### WHAT THE TASK ASKS
Copy out the records from the line containing "For compliance review, please locate the hilltop" through the line containing "[0,397,1270,635]", swapping "photograph" for "image" and keeping everything else the same.

— Begin DATA FOR THE TASK —

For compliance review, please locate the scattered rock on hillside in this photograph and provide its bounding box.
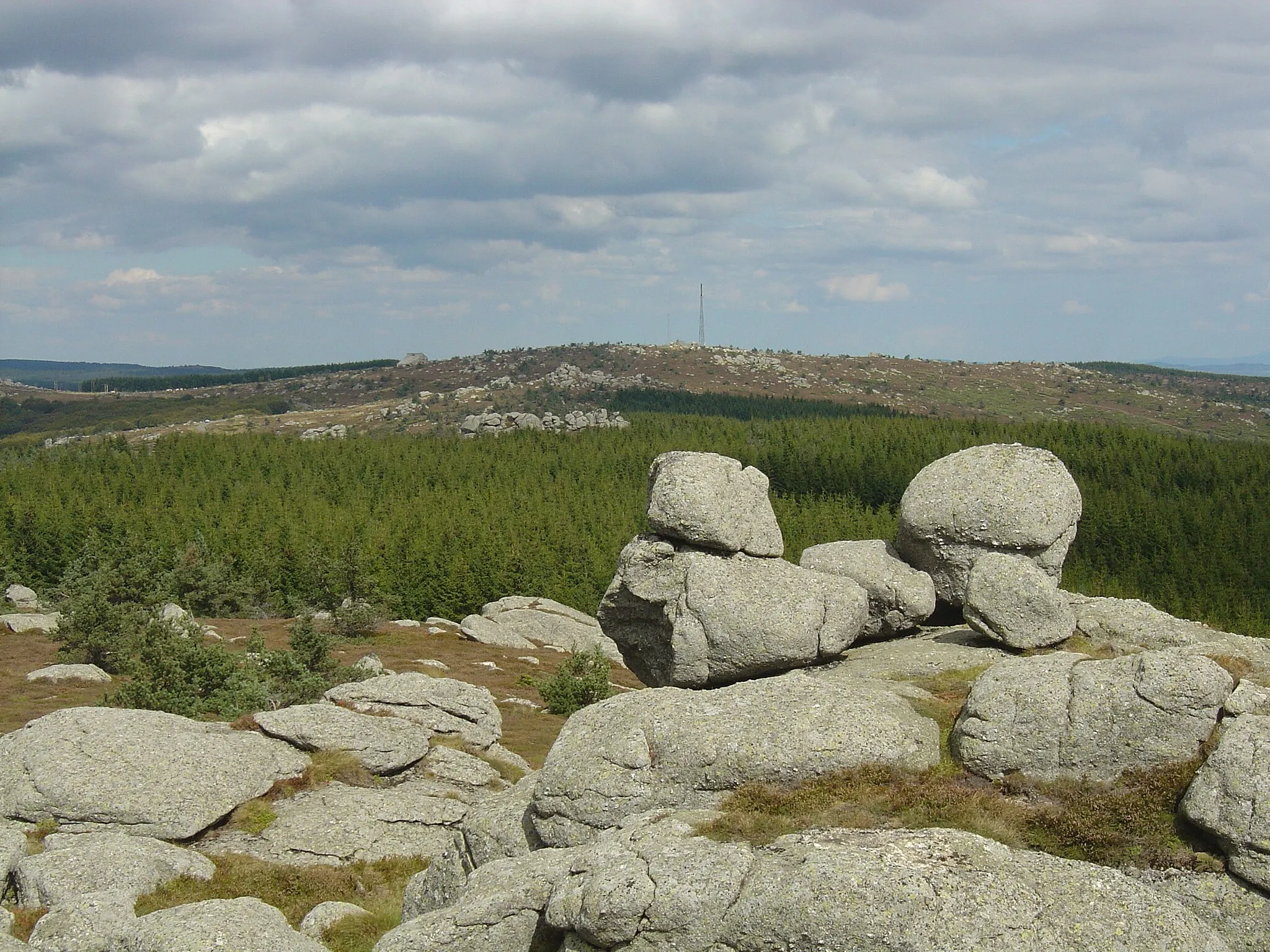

— End DATA FOR THE TASK —
— Begin DATA FOR THE TASK —

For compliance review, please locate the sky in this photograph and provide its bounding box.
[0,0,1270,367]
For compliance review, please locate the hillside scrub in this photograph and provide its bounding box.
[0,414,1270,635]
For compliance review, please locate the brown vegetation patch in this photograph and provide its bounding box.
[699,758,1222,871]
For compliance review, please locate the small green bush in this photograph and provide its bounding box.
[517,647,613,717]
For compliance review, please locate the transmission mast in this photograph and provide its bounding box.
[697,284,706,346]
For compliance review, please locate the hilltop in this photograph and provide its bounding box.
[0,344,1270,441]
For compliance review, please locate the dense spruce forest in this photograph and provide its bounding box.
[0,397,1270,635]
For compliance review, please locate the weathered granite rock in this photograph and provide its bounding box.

— End DATA FOR THE TASK —

### ANSWER BELOW
For compliance review, please locate the hilltop in this image and provide its bounding box.
[0,344,1270,441]
For compliance review, please locate the dense spruce forest in this image and provide its bounding box.
[0,397,1270,635]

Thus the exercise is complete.